Task statement:
Put each line of the data below into a JSON list of strings, one string per line, and skip any blank lines. Keep the pictures out of your answer.

Entries drawn from a collection
★ ★ ★ ★
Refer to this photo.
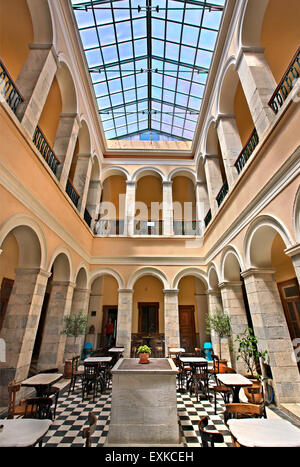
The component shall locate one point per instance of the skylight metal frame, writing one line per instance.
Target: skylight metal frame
(105, 75)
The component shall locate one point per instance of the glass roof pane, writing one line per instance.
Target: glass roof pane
(175, 62)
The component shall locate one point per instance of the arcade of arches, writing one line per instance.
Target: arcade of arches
(221, 224)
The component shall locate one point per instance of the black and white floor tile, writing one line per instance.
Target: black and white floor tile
(72, 413)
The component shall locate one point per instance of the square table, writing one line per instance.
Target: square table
(23, 432)
(263, 432)
(235, 382)
(41, 382)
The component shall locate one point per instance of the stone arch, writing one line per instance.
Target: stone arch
(250, 24)
(182, 172)
(231, 264)
(30, 237)
(62, 259)
(148, 271)
(259, 238)
(296, 216)
(196, 272)
(106, 272)
(145, 171)
(111, 171)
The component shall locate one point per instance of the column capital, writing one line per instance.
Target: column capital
(230, 284)
(291, 251)
(243, 50)
(224, 117)
(257, 272)
(170, 291)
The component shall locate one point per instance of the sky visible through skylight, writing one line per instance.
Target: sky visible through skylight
★ ★ ★ ★
Expected answer:
[
  "Refer to this photo.",
  "The component shall locate one point per instance of the skylight metal frame, writing one line per instance.",
  "Target: skylight metal frame",
  "(105, 75)",
  "The component shall locate one point per instance of the glass roof pane, writing one line per instance.",
  "Target: glass roof pane",
  "(175, 62)",
  "The component shall locate one point per instance of the arcade of arches, writing one line per instance.",
  "Target: arcade of arches",
  "(221, 224)",
  "The component shall locate one point per instance of the black and white floor tile, writing one line per instance.",
  "Target: black and white floor tile",
  "(72, 413)",
  "The component shall locate one point per instance of the square table, writing one line per instance.",
  "Target: square table",
  "(23, 432)",
  "(263, 432)",
  "(235, 382)",
  "(41, 382)",
  "The component shall locate one point per instance of the stone arch, writing one line per instance.",
  "Target: stone arch",
  "(250, 24)",
  "(182, 172)",
  "(231, 264)",
  "(30, 237)",
  "(62, 259)",
  "(148, 271)",
  "(259, 238)",
  "(296, 216)",
  "(196, 272)",
  "(106, 272)",
  "(145, 171)",
  "(111, 171)",
  "The component shall locate one point per instance of the column capital, writing one line per instance.",
  "Target: column capital",
  "(230, 284)",
  "(291, 251)",
  "(243, 50)",
  "(224, 117)",
  "(257, 272)",
  "(170, 291)",
  "The component shall locate one point per instance of the sky visible through skylight, writing one line per instance.",
  "Target: sky visible through skylight"
]